BEGIN RECORDS SUPPLIED

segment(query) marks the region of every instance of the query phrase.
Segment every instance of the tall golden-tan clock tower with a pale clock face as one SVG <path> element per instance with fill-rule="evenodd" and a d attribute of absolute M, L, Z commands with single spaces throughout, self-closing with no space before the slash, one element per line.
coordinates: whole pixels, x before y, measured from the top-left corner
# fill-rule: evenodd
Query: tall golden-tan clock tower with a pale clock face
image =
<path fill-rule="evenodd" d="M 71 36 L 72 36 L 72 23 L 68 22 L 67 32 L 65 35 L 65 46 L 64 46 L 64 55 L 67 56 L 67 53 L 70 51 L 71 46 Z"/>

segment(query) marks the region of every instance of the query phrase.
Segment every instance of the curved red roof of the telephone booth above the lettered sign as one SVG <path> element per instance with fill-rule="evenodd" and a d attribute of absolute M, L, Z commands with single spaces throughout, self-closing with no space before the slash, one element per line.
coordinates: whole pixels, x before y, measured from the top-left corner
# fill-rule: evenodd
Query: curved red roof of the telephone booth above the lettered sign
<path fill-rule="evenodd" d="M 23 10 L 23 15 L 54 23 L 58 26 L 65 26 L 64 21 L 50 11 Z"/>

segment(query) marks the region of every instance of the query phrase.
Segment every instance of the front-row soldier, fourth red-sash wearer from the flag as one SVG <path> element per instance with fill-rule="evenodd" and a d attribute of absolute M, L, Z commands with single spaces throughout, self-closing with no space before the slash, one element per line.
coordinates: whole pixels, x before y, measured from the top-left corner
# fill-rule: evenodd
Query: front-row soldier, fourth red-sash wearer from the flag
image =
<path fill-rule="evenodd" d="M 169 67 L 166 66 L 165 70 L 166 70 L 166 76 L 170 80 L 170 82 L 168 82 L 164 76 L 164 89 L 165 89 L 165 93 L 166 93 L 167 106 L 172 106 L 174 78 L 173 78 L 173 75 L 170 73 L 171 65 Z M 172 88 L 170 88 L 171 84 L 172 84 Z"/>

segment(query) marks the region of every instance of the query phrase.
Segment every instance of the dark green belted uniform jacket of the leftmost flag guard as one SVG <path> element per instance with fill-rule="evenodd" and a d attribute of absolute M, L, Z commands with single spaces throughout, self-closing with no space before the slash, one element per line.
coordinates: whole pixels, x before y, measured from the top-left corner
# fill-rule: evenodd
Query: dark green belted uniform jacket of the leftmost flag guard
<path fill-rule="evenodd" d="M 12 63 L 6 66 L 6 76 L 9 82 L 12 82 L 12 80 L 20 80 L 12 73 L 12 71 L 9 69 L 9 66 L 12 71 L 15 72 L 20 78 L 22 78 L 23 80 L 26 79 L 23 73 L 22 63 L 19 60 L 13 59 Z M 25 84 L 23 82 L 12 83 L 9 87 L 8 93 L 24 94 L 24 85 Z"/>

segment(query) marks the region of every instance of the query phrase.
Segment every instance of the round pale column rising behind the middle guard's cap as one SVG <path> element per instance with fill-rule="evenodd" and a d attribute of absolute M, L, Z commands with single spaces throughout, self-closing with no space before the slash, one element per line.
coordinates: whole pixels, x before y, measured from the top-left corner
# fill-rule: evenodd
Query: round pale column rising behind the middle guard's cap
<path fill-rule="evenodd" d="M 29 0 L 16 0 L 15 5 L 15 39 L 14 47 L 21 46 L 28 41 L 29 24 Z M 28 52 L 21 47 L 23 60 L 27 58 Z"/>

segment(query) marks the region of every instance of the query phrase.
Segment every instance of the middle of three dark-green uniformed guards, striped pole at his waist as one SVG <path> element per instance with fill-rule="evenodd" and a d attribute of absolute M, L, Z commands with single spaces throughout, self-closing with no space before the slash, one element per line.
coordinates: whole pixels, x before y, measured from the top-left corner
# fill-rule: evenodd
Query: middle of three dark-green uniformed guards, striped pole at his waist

END RECORDS SUPPLIED
BEGIN RECORDS SUPPLIED

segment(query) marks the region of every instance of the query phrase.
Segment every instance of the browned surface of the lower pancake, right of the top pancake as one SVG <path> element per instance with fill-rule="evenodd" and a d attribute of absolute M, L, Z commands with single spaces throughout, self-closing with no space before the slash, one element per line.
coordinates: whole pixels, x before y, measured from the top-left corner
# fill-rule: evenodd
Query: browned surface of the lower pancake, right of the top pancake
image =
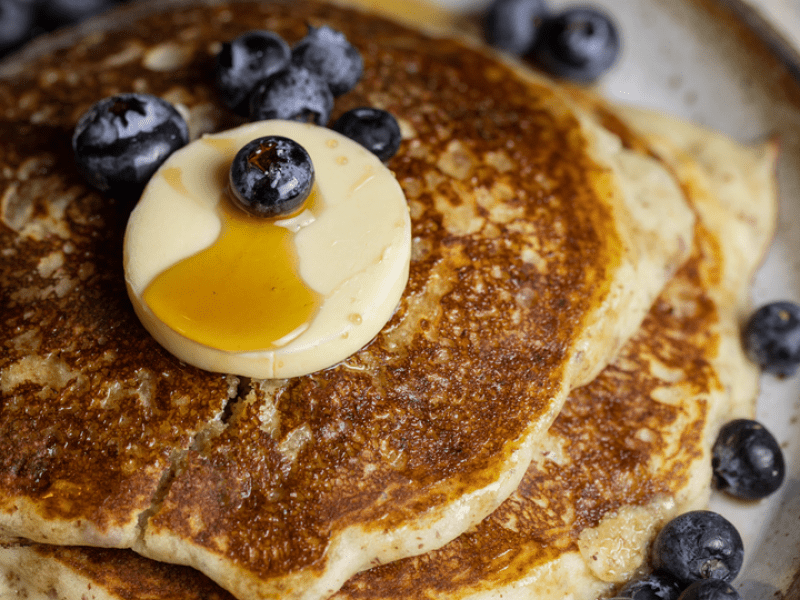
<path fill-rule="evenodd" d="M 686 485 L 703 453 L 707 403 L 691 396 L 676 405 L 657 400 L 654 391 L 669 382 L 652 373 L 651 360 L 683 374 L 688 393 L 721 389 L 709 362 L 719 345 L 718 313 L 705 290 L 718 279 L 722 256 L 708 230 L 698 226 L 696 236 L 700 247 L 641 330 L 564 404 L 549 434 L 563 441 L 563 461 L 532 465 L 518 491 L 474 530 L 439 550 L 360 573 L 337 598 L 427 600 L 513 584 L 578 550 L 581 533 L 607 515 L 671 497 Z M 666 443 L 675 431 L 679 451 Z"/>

END RECORDS SUPPLIED

**PROBLEM DETAILS:**
Pull every line containing the string "three" out of the data above and copy it.

**ANSWER SPACE:**
Segment every instance of the middle of three dark-green uniformed guards, striped pole at his waist as one SVG <path> element per instance with fill-rule="evenodd" and a d attribute of absolute M, L, Z commands with single spaces throughout, self-closing with no space before the slash, one element per line.
Query: middle of three dark-green uniformed guards, striped pole at his waist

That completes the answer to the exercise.